● **AIM OF THE TASK**: Copy the lines of the records below word for word. Begin at the line that contains "Practice. Identify the man" and continue through the final line of the records.

— Start INPUT FOR THIS TASK —

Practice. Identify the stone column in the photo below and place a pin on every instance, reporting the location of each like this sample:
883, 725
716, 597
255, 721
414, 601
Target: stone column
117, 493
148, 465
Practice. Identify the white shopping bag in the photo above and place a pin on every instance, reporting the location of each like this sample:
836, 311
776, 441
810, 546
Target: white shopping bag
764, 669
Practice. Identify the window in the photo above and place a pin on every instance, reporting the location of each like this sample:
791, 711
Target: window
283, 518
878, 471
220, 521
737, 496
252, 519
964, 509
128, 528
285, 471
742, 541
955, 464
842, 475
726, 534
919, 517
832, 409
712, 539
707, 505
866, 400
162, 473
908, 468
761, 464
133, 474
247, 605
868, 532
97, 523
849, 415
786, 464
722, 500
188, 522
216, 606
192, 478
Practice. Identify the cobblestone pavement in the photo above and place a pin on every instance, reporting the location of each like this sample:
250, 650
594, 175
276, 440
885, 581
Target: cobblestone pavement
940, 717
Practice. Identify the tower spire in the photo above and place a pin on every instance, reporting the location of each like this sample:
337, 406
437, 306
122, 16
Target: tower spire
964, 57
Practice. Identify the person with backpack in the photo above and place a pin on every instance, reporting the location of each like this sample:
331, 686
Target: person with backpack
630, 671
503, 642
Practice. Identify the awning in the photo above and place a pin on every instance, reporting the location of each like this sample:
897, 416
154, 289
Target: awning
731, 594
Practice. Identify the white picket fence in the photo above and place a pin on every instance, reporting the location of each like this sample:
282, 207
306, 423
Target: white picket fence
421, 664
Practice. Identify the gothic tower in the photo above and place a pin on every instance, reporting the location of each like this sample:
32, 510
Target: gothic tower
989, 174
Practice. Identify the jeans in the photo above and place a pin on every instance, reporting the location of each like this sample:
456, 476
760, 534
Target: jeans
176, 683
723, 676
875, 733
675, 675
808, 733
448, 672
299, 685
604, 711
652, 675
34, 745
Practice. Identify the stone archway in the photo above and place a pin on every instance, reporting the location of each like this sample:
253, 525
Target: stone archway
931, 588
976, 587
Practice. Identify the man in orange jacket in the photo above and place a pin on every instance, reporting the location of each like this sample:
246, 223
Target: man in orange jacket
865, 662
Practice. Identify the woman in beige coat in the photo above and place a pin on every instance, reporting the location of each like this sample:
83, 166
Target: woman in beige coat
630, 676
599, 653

— End INPUT FOR THIS TASK —

● **COMPLETE ANSWER**:
Practice. Identify the man in orange jacket in the photo above and place a pin on every instance, reporting the location of each like this sample:
246, 223
Target: man in orange jacket
865, 662
Practice. Identify the woman in beige coat in the photo above and place a pin on every instance, reporting the location of each like this sample:
83, 166
Target: woman in beige coat
630, 676
599, 653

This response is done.